実施する課題 →
• a. ショベルの構成を述べた抜粋文について、次の各記述が内容と合っているかを判定してください。(i) 上部旋回体3は、旋回機構2を介して下部走行体1に搭載されている。(ii) 歪みセンサS4はアーム5に取り付けられている。(iii) バケット6はアーム5の先端に取り付けられている。それぞれ「はい」か「いいえ」で答え、判断の根拠となる抜粋文の語句をそのまま引用してください。
• b. 記録から、「Return the outline of every instance of the white window」を含む行から「M126 59L245 29L249」を含む行までを、両端の行も含めて一字一句変えずに抜き出してください。
--- 抜粋文 ---
以下、図面を参照して発明を実施するための形態について説明する。各図面において、同一構成部分には同一符号を付し、重複した説明を省略する場合がある。
最初に、図1を参照して、本発明の実施形態のショベルPSの全体構成について説明する。図1は、本発明の実施形態のショベルPSの側面図である。
ショベルPSの下部走行体1には、旋回機構2を介して旋回可能に上部旋回体3が搭載されている。上部旋回体3には、ブーム4が取り付けられている。ブーム4の先端には、アーム5が取り付けられている。アーム5の先端には、エンドアタッチメント(作業部位)としてバケット6が取り付けられている。エンドアタッチメントとしては、法面用バケット、浚渫用バケット、ブレーカ等が取り付けられてもよい。
ブーム4、アーム5、及びバケット6は、アタッチメントの一例として掘削アタッチメントを構成し、ブームシリンダ7、アームシリンダ8、及びバケットシリンダ9によりそれぞれ油圧駆動される。
ブーム4にはブーム角度センサS1が取り付けられ、アーム5にはアーム角度センサS2が取り付けられ、バケット6にはバケット角度センサS3が取り付けられている。ブーム角度センサS1、アーム角度センサS2、及びバケット角度センサS3を集合的に「姿勢センサ」と称する。また、ブーム4には歪みセンサS4が取り付けられている。
ブーム角度センサS1は、ブーム4の回動角度を検出する。ブーム角度センサS1は、例えば、水平面に対するブーム4の傾斜を検出することで上部旋回体3に対するブーム4の回動角度を検出する加速度センサである。
アーム角度センサS2は、アーム5の回動角度を検出する。アーム角度センサS2は、例えば、水平面に対するアーム5の傾斜を検出することでブーム4に対するアーム5の回動角度を検出する加速度センサである。
バケット角度センサS3は、バケット6の回動角度を検出する。バケット角度センサS3は、例えば、水平面に対するバケット6の傾斜を検出することでアーム5に対するバケット6の回動角度を検出する加速度センサである。
--- 処理する記録 ---
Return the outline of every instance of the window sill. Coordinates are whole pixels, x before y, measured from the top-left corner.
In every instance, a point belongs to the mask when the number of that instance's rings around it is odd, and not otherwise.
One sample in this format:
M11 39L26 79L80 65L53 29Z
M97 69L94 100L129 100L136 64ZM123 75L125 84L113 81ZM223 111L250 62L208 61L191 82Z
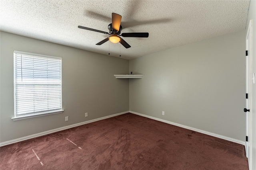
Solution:
M30 119L33 117L39 117L40 116L46 116L48 115L53 115L54 114L58 114L62 113L64 111L64 110L55 110L54 111L48 111L46 112L42 113L37 114L31 114L29 115L22 115L19 116L16 116L14 117L12 117L12 119L14 121L17 120L22 120L24 119Z

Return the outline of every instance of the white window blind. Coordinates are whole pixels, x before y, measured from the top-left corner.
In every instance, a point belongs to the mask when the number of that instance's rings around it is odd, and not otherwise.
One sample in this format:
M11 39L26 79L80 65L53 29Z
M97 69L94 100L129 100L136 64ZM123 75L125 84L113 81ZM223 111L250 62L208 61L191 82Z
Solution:
M16 117L62 110L61 58L14 51L14 74Z

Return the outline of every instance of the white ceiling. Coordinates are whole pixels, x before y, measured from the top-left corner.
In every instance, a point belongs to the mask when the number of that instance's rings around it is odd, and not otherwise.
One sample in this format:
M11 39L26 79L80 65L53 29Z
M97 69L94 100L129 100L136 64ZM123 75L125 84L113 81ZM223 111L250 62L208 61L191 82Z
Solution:
M0 0L1 31L131 59L245 29L249 0ZM108 32L111 14L122 16L122 33L149 33L124 37L131 47L78 28Z

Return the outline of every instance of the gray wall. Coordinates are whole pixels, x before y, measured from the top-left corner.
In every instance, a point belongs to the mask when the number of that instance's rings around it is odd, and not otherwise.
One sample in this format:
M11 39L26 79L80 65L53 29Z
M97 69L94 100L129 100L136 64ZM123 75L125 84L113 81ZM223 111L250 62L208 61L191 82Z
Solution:
M1 32L0 142L129 110L129 61ZM14 121L14 50L62 58L62 113ZM88 117L85 117L84 113ZM64 117L68 116L65 122Z
M130 110L245 141L245 30L130 61ZM162 115L162 111L165 115Z

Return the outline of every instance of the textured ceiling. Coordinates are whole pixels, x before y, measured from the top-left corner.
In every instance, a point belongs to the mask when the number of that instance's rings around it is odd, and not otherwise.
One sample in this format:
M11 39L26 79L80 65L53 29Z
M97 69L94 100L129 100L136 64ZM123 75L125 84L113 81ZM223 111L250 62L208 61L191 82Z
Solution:
M126 59L245 29L249 0L0 1L1 31ZM122 16L122 33L149 33L124 37L131 47L78 28L108 32L111 14ZM119 57L121 54L121 57Z

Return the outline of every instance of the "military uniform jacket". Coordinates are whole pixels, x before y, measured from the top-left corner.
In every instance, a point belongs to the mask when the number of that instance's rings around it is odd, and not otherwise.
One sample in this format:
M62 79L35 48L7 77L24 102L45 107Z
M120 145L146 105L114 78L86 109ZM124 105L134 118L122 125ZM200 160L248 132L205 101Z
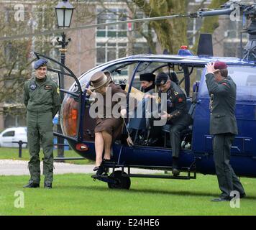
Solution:
M57 83L49 77L42 82L36 80L35 77L32 78L24 86L24 104L28 111L52 111L54 117L60 106Z
M161 97L161 93L163 93L160 91L160 97ZM182 89L173 81L171 82L170 87L166 93L167 113L170 115L170 121L172 123L175 123L185 114L188 114L186 95ZM162 111L164 110L164 107L163 107L163 103L164 101L161 101Z
M237 134L234 116L237 86L229 76L216 82L212 73L206 75L210 95L210 134L231 133Z

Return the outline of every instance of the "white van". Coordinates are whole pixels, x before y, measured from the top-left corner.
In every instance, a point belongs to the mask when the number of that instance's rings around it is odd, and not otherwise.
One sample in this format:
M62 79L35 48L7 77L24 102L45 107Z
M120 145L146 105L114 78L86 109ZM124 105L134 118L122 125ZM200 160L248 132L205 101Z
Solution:
M13 127L4 130L0 134L0 147L18 147L19 144L12 142L27 142L27 127ZM22 147L26 147L27 144L23 144Z

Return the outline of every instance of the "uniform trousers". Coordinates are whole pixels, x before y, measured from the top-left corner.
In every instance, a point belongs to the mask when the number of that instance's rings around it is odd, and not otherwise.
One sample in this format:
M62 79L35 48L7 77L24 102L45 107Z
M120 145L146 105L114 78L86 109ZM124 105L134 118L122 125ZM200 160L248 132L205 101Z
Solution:
M244 193L244 188L229 164L230 150L234 139L234 134L216 134L213 142L216 174L219 189L222 192L221 198L229 198L233 190L240 194Z

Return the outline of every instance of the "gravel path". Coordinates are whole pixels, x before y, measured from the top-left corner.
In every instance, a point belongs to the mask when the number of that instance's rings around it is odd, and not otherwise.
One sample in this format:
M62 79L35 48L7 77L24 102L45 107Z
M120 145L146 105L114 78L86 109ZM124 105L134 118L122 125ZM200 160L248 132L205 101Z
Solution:
M0 175L29 175L27 168L27 161L0 160ZM94 165L73 165L68 163L54 162L54 174L65 173L94 173ZM40 165L41 173L42 172L42 162ZM141 169L131 169L132 173L153 173L163 172L163 171L148 170Z

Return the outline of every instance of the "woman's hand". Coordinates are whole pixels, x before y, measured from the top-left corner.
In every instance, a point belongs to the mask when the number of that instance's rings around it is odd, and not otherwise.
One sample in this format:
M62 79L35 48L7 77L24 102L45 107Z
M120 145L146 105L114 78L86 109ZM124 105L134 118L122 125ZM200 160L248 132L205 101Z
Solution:
M89 95L89 96L91 96L93 97L96 97L96 94L95 92L93 92L90 88L86 88L86 94Z
M163 119L167 119L167 120L170 120L170 115L168 114L166 111L163 111L164 114L161 116Z
M125 109L122 109L120 111L120 114L121 114L122 117L126 117L127 113L127 111Z

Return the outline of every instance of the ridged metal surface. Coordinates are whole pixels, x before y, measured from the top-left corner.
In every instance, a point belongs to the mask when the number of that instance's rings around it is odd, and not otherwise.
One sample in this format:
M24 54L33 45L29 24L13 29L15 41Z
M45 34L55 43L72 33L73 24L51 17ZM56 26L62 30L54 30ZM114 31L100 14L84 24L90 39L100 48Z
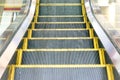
---
課題の解答 →
• a.
(i) はい。「ショベルPSの下部走行体1には、旋回機構2を介して旋回可能に上部旋回体3が搭載されている。」
(ii) いいえ。「また、ブーム4には歪みセンサS4が取り付けられている。」
(iii) はい。「アーム5の先端には、エンドアタッチメント(作業部位)としてバケット6が取り付けられている。」

• b.
Return the outline of every instance of the white window blind. Coordinates are whole pixels, x before y, measured from the top-left corner.
In every instance, a point belongs to the mask when the number of that instance's rings around it is odd, and not otherwise.
One sample in this format:
M11 39L26 79L80 65L53 29Z
M97 69L94 100L129 100L136 64ZM123 75L125 84L113 81ZM223 111L250 62L208 61L191 82Z
Solution:
M16 117L62 110L61 58L14 51L14 74Z

Return the outline of every instance of the white ceiling. Coordinates are whole pixels, x before y, measured from the top-left corner.
In every instance, a point belongs to the mask when the number of that instance's rings around it is odd, and not otherwise.
One sample in this format:
M11 39L26 79L80 65L53 29Z
M97 69L94 100L129 100L136 64ZM123 75L125 84L113 81ZM223 111L250 62L208 61L191 82Z
Solution:
M0 0L1 31L131 59L245 29L249 0ZM108 32L111 14L122 16L122 33L149 33L124 37L131 47L78 28Z

Return the outline of every instance of the gray wall. Coordinates are whole pixels, x before y, measured from the top-left corner.
In every instance, a point belongs to the mask when the number of that instance's rings around it is odd, and not otherwise.
One sample in this format:
M11 39L26 79L80 65L53 29Z
M97 69L94 100L129 100L136 64ZM123 75L125 84L113 81ZM223 111L250 62L208 61L191 82Z
Solution:
M1 32L0 142L129 110L129 61ZM14 121L14 50L62 58L62 113ZM88 117L85 117L84 113ZM64 117L68 116L65 122Z
M130 110L245 141L245 30L130 61ZM162 115L162 111L165 115Z

Return the outline of every instance of the textured ceiling. Coordinates are whole pixels, x before y, measured from the top-left corner.
In every instance, a point belongs to the mask when the number of that instance's rings around it is odd, and not otherwise.
One sample in this format:
M11 39L26 79L80 65L53 29Z
M97 69L94 100L129 100L136 64ZM123 75L125 84L113 81ZM223 111L250 62L208 61L191 82Z
Solution:
M126 59L245 29L249 0L0 1L1 31ZM122 16L122 33L149 33L124 37L131 47L78 28L108 32L111 14ZM119 57L121 54L121 57Z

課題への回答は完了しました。